> _Breve compito_:
Riprenda la recensione dell'album «B flat A» dei Trupa Trupa, riportata più sotto, e la prosegua a partire dall'ultima frase presente.

> _Segmento del documento_:
TRUPA TRUPA  "B flat A"
   (2022 )

Tutte le intuizioni che affioravano come iceberg, come indovinelli, come abbozzi di idee, come ipotesi da dimostrare in qualsiasi dei tre album precedenti del quartetto polacco Trupa Trupa sembrano giungere a compimento in questo mirabile “B flat A” (uscito per Glitterbeat Records), undici tracce tra le quali – di nuovo – è facilissimo perdersi, smarrendo appigli e riferimenti ogni paio di minuti circa.

Disseminati ovunque, trucchi e piccoli magheggi, depistaggi, suggerimenti fasulli, indizi ingannevoli. Come già in passato, dall’esordio ondivago di “Headache” allo spostamento laterale di “Of the sun”, transitando per il rebus di “Jolly new songs”, quasi niente va per il verso giusto, ammesso che ce ne sia uno.

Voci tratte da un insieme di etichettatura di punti
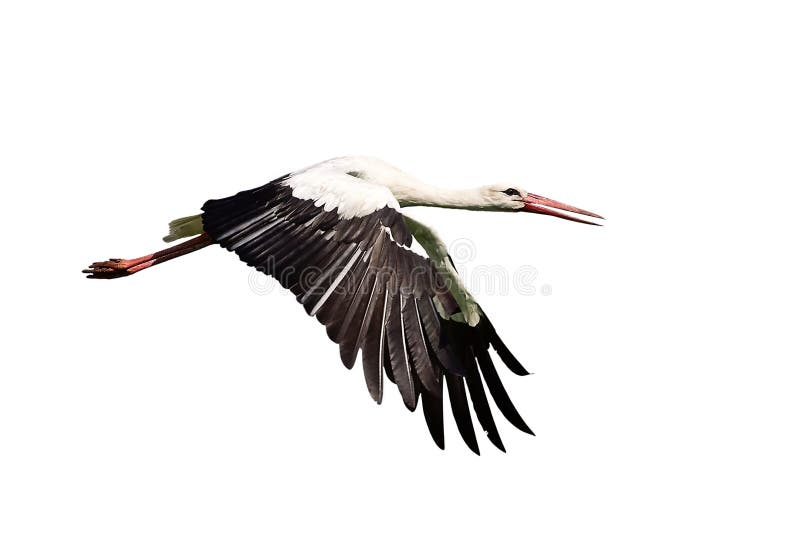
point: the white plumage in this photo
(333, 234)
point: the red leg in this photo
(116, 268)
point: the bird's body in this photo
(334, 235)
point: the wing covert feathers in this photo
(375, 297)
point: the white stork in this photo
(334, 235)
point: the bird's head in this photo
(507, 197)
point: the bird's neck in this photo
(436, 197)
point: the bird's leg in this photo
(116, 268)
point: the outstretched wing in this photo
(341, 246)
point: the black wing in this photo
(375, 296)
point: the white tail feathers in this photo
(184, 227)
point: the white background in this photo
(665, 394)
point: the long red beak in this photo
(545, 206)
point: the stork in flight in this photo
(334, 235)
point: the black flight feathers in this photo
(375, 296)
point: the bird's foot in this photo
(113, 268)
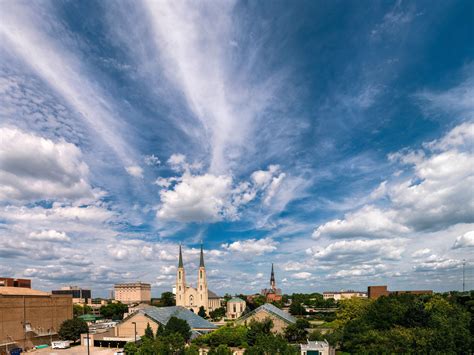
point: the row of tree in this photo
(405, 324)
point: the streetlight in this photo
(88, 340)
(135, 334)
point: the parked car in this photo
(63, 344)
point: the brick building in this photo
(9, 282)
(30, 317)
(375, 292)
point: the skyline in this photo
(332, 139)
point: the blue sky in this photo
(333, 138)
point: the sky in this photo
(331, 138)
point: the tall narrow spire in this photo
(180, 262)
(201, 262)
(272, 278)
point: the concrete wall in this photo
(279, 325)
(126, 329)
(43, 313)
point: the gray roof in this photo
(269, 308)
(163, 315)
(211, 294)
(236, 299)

> _Risultato_:
Nessun brano reca in sè qualcosa che lo leghi al precedente o al successivo, perso com’è in una giungla di repentini mutamenti di scenario, di sonorità, di scrittura. Già, la scrittura: variegata, cangiante, oscillante tra kraut, post-punk, psych e quant’altro. Voci distanti, doppiate, recitativi, sussurri, testi che ancora una volta spaziano da singole frasi ripetute all’infinito (“Far away”) e temi più complessi, ritmica che si divide tra strutture spigolose e frenetiche (“Moving”) e un’andatura a tratti più lineare, ma spesso sovvertita da qualche asperità inserita in modo apparentemente casuale, in realtà calcolata come fosse math-rock: i quattro quarti di “Kwietnik” o quelli del’up-tempo à la Helmet della tiratissima “Twitch” sono deviati da disturbi vari verso oasi di stasi improvvisa, sviluppi non prevedibili, evoluzioni misteriose, perversioni affascinanti.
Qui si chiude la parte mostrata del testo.